TEXT SHOWN:
__________

TLDR; Adventure is availble to download here, for Microsoft BASIC on the RC2014.

RC2014 Classic II

Russia is conducting a war against Ukraine.

Spencer Owen sold special editions of their RC2014 kits in Ukrainian colours, and donated 50% of the sales to Ukrainian humanitarian efforts (these kits are not cheap to produce).

In a dark world, this is a good thing. Thank you.

The RC2014 is a very neat Z80 based modular kit computer. Modules come on slot cards that you attach to a backplane. The Classic II kit comes with RAM, BASIC ROM, Z80 CPU, Clock and Serial I/O. Instructions are excellent, and components are packed well. I put my kit together in two slightly-extended lunch breaks. If you’ve had any experience soldering mid-sized through-hole kits, you’ll have no trouble here.

Not included with this kit is either a power adapter or serial cable. An FTDI cable can solve both of those requirements and allow you to communicate and power your kit from a single cable.

To talk to your RC2014, you’re going to need a serial program. I’m using Minicom on both a Raspberry Pi and Windows under WSL1 (see here about WSL2). Once you know the port for your serial interface, you can talk to your RC2014 using:

minicom -b 115200 -D /dev/ttyS8

If nothing appears, don’t worry. Your interface will only display commands as they’re relayed, so press the reset button on your RC2014. You should now see:

Z80 SBC By Grant Searle

Memory top?

RC2014 Hello World

The RC2014 Classic II comes with Microsoft BASIC 4.7 (with modifications by Grant Searle), and a machine code monitor. The BASIC has been adapted from a Nascom 2. I’m mostly familiar with BASIC from the ZX Spectrum and Commodore, I few things I expected were missing - there’s no ELSE statements, there’s no IF/END IF (IF is single line).
But it does contain a host of features that make it surprisingly powerful - single line functions, multi-dimensional arrays, good maths functions, subroutines. The Nascom 2 BASIC manual is a great piece of technical writing.

I wanted to build a game that could operate within the restraints of this BASIC, and this machine. Memory is limited to 32K, output is text only, and no direct screen addressing. Now looked like a good opportunity to write an adventure game.

Since the RC2014 Classic II doesn’t have persistent storage - any code I develop needs to written on a host machine, and then transferred over to the RC2014.

__________

DIRECTIONS FOR THIS TASK:
Answer these from the RC2014 write-up:
(a) What percentage of the special-edition kit sales was donated to Ukrainian humanitarian efforts?
(b) Which version of Microsoft BASIC comes with the RC2014 Classic II?
(c) To how much memory is the machine limited?
The listing has no connection to the RC2014 write-up.

__________

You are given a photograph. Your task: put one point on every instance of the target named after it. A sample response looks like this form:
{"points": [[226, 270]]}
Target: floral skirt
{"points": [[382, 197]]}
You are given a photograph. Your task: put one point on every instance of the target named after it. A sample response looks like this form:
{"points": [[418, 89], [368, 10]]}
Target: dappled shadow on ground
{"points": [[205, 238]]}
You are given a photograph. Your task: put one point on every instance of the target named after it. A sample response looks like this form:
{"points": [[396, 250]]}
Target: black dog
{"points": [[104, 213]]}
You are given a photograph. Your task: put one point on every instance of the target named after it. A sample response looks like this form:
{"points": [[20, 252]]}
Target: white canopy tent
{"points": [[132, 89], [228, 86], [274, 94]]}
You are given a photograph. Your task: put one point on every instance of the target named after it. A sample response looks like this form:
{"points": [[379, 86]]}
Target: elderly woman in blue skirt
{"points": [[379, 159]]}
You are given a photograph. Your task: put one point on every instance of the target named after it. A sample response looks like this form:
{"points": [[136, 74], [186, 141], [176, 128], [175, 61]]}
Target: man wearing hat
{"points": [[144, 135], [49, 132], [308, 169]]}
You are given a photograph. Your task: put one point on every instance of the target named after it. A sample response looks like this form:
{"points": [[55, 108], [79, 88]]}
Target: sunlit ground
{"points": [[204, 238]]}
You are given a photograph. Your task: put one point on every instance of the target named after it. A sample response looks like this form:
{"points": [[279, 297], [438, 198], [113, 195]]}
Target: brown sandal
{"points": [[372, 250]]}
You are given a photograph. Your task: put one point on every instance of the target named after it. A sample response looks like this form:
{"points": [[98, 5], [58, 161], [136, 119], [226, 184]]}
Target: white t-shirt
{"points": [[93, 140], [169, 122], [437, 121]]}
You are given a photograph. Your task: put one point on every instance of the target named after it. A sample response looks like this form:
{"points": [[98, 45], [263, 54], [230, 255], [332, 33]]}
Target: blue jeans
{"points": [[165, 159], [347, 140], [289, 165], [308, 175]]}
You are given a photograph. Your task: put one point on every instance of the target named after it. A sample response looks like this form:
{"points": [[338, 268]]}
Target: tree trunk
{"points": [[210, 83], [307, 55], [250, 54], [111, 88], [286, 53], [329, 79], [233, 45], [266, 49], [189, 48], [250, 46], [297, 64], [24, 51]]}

__________

FULL SOLUTION:
(a) 50%
(b) 4.7
(c) 32K